● **What you have to do**
Copy exactly, and only, the lines from the line containing "Each instance receives one keypoint. Mark the white wall" through the last line of the records below, both included.

___

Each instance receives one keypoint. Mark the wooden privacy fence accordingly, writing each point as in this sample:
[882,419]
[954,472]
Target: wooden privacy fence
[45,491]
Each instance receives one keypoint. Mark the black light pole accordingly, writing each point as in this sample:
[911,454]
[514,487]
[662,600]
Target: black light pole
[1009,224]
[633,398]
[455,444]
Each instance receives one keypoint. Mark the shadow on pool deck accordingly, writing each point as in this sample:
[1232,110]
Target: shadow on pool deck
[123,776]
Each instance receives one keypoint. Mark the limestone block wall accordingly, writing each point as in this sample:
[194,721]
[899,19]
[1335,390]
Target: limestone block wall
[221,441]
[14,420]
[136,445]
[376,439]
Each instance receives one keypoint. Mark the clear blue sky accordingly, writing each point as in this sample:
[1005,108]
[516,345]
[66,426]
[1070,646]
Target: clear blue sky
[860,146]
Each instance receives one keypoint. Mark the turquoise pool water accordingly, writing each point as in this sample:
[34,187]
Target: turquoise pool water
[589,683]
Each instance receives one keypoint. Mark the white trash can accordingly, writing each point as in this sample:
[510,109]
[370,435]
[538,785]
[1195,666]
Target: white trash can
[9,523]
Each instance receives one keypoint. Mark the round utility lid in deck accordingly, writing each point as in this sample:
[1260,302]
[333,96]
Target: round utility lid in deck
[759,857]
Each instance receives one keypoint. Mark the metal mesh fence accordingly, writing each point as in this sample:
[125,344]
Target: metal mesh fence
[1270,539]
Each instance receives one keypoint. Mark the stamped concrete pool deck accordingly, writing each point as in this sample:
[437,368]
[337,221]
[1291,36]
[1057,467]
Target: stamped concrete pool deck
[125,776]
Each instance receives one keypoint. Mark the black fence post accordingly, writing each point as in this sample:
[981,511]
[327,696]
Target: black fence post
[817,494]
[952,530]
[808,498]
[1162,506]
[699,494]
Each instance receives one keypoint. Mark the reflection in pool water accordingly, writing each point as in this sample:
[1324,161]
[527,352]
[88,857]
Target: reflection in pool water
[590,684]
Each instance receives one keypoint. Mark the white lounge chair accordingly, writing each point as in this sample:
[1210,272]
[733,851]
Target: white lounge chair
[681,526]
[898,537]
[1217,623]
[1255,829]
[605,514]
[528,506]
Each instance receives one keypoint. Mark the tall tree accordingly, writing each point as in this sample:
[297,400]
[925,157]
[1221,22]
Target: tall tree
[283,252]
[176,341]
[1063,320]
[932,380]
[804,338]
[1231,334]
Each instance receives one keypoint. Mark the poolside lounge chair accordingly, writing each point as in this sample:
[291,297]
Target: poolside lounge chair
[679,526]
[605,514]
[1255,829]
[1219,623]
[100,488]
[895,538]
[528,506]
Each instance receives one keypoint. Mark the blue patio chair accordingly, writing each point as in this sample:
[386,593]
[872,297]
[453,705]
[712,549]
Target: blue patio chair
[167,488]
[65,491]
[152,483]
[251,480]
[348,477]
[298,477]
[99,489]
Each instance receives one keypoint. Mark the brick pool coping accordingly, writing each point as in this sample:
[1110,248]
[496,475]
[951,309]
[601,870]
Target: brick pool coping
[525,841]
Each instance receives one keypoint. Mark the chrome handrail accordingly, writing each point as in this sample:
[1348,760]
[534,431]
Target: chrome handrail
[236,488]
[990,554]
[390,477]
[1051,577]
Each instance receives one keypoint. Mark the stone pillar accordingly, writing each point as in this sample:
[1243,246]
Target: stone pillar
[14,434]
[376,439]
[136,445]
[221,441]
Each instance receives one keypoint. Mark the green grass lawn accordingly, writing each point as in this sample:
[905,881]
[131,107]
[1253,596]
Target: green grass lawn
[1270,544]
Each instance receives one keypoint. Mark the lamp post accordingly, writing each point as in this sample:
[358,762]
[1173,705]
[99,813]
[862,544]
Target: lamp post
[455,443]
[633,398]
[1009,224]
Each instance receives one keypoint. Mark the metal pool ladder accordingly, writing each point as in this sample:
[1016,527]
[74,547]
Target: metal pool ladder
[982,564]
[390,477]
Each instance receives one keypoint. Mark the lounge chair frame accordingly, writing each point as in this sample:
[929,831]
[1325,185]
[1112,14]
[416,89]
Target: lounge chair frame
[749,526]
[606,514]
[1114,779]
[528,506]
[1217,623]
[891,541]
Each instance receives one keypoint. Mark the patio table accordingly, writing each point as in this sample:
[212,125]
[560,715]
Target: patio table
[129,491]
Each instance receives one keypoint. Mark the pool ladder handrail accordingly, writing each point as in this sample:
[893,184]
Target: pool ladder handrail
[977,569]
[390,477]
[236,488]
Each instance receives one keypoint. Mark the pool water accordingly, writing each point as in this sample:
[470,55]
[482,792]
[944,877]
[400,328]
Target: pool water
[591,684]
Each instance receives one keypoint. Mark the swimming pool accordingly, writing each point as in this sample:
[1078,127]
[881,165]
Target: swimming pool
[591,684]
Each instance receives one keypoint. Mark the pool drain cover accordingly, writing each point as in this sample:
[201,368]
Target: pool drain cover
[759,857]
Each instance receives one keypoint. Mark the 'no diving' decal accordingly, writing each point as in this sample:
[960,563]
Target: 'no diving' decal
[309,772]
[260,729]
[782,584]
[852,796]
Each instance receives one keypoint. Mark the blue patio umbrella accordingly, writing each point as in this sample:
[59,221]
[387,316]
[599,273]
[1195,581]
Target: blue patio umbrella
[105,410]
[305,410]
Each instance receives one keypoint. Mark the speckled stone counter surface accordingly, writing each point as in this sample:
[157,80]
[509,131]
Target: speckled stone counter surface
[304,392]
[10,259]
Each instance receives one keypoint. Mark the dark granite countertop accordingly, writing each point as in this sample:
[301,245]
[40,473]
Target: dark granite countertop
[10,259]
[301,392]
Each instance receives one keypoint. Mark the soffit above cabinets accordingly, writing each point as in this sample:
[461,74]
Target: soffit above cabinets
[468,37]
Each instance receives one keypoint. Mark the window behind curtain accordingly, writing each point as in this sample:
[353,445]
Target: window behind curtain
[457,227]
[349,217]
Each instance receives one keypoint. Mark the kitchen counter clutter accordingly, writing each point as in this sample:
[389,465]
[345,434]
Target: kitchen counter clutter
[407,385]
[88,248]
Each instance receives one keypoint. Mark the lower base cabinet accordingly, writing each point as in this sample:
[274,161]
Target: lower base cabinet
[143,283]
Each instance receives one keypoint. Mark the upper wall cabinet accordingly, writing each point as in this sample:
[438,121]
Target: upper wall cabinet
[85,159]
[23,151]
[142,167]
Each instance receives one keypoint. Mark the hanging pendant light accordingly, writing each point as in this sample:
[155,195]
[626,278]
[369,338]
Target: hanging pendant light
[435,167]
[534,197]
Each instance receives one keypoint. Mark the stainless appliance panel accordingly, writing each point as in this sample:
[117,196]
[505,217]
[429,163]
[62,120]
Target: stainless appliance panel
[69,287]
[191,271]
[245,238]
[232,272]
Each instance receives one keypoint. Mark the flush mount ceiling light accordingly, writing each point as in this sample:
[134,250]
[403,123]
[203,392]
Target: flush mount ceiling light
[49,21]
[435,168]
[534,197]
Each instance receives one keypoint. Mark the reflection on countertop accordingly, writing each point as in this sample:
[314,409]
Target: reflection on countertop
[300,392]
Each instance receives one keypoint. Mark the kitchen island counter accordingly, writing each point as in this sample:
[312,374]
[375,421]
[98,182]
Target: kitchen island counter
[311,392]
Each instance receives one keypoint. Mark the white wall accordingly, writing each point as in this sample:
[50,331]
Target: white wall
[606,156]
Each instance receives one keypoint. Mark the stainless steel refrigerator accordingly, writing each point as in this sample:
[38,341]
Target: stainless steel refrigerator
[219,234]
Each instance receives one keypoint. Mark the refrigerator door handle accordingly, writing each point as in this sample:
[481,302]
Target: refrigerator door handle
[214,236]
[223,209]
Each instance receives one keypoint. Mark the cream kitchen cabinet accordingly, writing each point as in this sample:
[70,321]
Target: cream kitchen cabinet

___

● **Exercise solution**
Each instance receives one keypoint. Mark the white wall accordingly, writing each point as in this sample:
[50,331]
Target: white wall
[606,156]
Each instance receives one keypoint. Mark the stainless steel refrigerator accordingly, writing each point as in this sample:
[38,341]
Target: stainless steel refrigerator
[219,234]
Each instance receives one keypoint. Mark the refrigerator door handle accordingly, writing each point as in this sample:
[481,302]
Target: refrigerator door handle
[214,236]
[223,209]
Each instance receives one keypoint. Mark the cream kitchen cabinet accordingly, writing each point as in this sample:
[70,321]
Target: cream kitchen cabinet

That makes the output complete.